WHAT THE EXERCISE ASKS: Scale the x and y coordinates in the answers by 1.55, rounding to whole numbers with halves going up. Rewrite only the lines of the material below, requests included, starting at the line containing "Locate the gray" and ending at the end of the material.

--- BEGIN ---

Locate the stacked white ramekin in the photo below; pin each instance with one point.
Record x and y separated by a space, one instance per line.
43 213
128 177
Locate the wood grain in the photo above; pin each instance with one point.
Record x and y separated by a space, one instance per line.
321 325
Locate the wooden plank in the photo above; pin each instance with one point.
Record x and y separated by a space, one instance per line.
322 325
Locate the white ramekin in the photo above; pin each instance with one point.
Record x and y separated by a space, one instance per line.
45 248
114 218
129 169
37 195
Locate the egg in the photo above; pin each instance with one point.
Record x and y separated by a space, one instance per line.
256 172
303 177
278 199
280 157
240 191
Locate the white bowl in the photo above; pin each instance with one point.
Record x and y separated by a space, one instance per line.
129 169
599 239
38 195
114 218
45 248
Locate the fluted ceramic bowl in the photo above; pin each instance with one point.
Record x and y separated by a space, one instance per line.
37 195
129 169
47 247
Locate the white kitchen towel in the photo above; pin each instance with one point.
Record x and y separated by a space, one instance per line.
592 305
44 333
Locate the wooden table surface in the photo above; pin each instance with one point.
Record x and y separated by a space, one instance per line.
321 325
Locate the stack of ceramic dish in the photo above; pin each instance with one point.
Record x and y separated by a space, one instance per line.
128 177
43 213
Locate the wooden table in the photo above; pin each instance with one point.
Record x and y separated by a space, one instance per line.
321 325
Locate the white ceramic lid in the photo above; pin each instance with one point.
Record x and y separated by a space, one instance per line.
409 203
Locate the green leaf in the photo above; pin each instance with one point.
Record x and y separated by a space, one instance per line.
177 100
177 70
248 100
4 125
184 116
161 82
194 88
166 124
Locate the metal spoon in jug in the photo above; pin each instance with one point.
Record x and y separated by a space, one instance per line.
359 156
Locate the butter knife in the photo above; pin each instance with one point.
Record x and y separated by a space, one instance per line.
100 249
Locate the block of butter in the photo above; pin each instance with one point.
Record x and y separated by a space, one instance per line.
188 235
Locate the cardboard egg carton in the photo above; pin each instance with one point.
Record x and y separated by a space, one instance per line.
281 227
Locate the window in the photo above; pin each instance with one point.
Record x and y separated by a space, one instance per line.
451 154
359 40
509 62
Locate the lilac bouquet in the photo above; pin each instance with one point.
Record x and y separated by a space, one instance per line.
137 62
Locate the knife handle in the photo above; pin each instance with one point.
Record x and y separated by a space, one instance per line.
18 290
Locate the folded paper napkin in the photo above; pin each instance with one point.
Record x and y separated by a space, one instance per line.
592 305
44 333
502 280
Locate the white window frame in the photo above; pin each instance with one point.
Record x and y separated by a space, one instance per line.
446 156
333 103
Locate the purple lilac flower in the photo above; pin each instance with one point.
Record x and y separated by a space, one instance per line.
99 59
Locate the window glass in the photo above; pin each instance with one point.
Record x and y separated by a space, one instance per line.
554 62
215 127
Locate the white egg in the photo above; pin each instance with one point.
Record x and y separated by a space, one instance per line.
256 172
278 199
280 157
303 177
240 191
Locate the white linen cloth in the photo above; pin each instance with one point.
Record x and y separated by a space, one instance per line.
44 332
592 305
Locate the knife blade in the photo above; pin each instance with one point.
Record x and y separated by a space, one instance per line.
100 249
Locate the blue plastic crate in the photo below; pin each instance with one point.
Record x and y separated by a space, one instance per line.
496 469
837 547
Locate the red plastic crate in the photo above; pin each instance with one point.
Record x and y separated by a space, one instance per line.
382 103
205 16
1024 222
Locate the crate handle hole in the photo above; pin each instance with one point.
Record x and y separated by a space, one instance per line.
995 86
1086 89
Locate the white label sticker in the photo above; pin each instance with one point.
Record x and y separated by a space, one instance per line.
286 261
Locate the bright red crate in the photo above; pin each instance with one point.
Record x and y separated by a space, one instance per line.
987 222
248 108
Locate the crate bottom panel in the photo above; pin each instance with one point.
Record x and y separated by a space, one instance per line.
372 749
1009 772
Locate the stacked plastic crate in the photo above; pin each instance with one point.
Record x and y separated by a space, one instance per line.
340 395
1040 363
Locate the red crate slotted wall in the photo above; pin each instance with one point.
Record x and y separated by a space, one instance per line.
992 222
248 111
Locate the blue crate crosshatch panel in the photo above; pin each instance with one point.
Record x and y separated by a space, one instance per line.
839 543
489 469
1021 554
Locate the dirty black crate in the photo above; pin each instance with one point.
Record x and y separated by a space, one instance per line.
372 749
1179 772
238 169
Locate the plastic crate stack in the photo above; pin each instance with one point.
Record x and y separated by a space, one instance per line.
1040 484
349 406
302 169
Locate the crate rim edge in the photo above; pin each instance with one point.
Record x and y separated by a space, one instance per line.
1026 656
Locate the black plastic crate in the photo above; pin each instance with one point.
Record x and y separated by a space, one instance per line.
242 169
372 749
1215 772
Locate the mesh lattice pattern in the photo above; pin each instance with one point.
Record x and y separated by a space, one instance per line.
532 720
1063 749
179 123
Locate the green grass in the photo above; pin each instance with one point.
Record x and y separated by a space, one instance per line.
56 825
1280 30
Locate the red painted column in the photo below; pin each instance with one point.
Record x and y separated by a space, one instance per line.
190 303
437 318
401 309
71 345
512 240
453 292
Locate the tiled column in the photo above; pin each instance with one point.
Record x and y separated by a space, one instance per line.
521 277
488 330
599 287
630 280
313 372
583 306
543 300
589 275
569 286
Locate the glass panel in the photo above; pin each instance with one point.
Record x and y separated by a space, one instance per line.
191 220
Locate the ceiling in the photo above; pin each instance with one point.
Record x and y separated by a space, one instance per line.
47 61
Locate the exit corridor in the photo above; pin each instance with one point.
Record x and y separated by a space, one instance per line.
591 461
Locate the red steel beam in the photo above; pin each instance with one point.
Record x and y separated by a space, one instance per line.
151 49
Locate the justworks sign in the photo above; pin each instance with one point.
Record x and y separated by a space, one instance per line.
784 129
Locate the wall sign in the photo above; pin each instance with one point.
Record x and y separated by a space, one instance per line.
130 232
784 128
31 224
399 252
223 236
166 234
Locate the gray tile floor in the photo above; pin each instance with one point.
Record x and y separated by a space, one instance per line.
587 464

--- END ---

FINISHED EXERCISE:
Locate the gray tile floor in the photo above; pin each instance with one point.
Record x and y separated by a space, one instance per line.
910 719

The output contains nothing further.